----- Textauszug

Wistedt/Dohren. Züchter im Süden Hamburgs setzen auf besondere Hunde im Kampf gegen Wolfsangriffe. Doch was, wenn es tatsächlich dazu kommt?

  • Wolfsrisse sind im Süden von Hamburg keine Seltenheit mehr
  • Für Weidetierhalter wird es immer schwieriger, die eigene Herde vor Attacken zu schützen
  • Herdenschutzhunde leben rund um die Uhr bei den Tieren, die sie beschützen sollen

Nicole Benning betreibt mit ihrem Mann Holger Benning die Schäferei Wümmeniederung in Scheeßel-Sothel im Landkreis Rotenburg (Wümme). Doch hier züchtet das Paar nicht nur Schafe und Ziegen zur Biotoppflege, sondern auch Herdenschutzhunde – und zwar die ursprünglich aus der Türkei stammenden Kangals.

Mittlerweile hat das Paar 25 bis 30 Hunde, die ein Dutzend Herden mit etwa 1600 Schafen bewachen. Unterwegs sind sie im Raum Scheeßel, Tostedt, Schneverdingen, Hollenstedt und Hamburg. Die Schafe werden eingesetzt, um in der Vegetation aufzuräumen, etwa Pflanzen wie Kiefernschösslinge oder Brombeeren zu vertilgen, die die Heide verdrängen könnten.

Wolfsrisse bei Hamburg: Kehlbiss bei einer Hündin zeugt vom nächtlichen Kampf

Nach einem Sommer im Naturschutzgebiet übernehmen die Schafe im Winter die Nachbeweidung von Grünlandflächen von Milchviehbetrieben und sorgen mit ihrem sogenannten „goldenen Tritt“ für eine Verdichtung des Bodens und eine Verbesserung der Bodenqualität.

Züchterin Nicole Benning mit ihren Kangals „Josie“ und „Iwan“. Zwei Wolfsübergriffe hatten die Bennings in diesem Jahr schon zu verzeichnen.

----------
----- Extrahierte Daten

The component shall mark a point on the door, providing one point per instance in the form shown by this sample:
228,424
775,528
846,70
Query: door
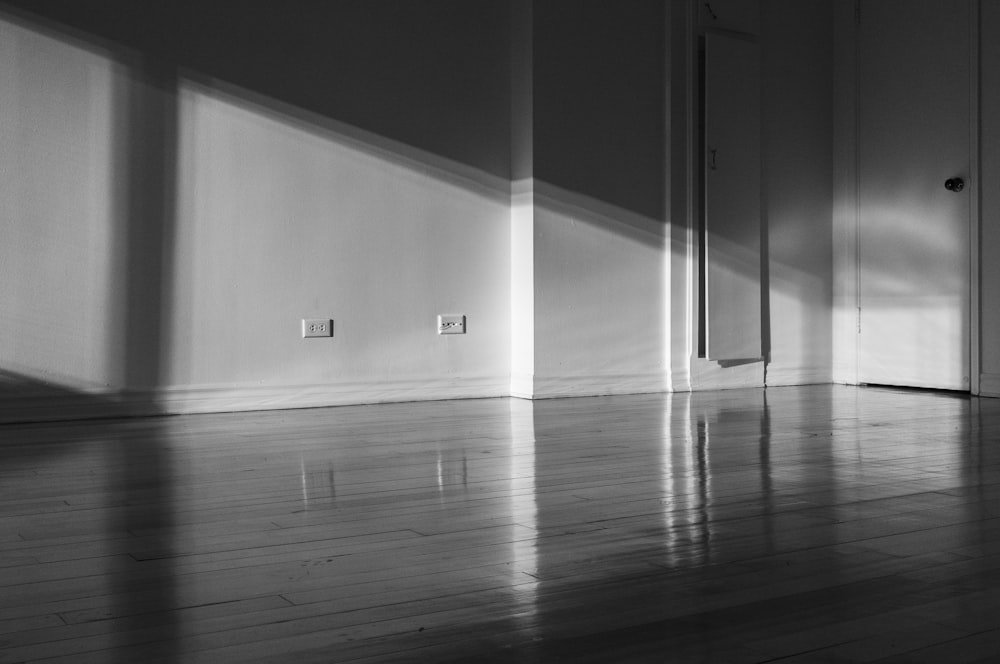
732,198
914,136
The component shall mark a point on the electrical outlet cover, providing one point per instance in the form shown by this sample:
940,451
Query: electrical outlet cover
316,327
451,324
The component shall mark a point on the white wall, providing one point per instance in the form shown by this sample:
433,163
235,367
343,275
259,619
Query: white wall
797,44
989,114
277,216
279,220
60,261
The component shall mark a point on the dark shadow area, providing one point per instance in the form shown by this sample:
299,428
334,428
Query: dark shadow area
122,500
94,498
432,74
600,101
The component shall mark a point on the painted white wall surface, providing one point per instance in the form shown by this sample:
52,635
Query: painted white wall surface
798,134
280,220
599,297
60,267
989,115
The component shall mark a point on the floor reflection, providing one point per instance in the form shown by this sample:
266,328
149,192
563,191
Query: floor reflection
88,509
142,482
717,527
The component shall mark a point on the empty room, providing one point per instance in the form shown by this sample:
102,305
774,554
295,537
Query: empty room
499,331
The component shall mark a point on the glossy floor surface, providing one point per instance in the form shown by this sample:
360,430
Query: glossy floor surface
813,524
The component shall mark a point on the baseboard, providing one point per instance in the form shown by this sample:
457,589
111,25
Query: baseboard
71,405
580,385
709,375
989,385
790,375
50,406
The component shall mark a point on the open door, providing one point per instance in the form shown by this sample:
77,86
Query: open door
732,251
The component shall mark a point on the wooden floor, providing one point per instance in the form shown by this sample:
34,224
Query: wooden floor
813,524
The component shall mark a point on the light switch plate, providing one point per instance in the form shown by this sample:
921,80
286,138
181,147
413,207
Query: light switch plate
451,324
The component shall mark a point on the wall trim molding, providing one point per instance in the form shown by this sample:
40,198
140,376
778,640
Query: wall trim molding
592,385
989,385
780,376
91,404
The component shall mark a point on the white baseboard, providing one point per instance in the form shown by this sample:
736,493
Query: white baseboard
69,405
577,385
709,375
989,385
778,375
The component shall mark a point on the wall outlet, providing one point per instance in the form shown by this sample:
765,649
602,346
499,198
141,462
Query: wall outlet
451,324
317,327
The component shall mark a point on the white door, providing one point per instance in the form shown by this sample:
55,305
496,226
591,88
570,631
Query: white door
732,198
914,135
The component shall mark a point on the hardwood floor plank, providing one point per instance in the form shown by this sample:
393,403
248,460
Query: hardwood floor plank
812,524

----------

Aufgabenstellung: Tippe aus dem Artikel über Herdenschutzhunde alles von „Nicole Benning betreibt“ bis hinunter zu „Türkei stammenden Kangals.“ wortgetreu ab.

Ergebnis:
Nicole Benning betreibt mit ihrem Mann Holger Benning die Schäferei Wümmeniederung in Scheeßel-Sothel im Landkreis Rotenburg (Wümme). Doch hier züchtet das Paar nicht nur Schafe und Ziegen zur Biotoppflege, sondern auch Herdenschutzhunde – und zwar die ursprünglich aus der Türkei stammenden Kangals.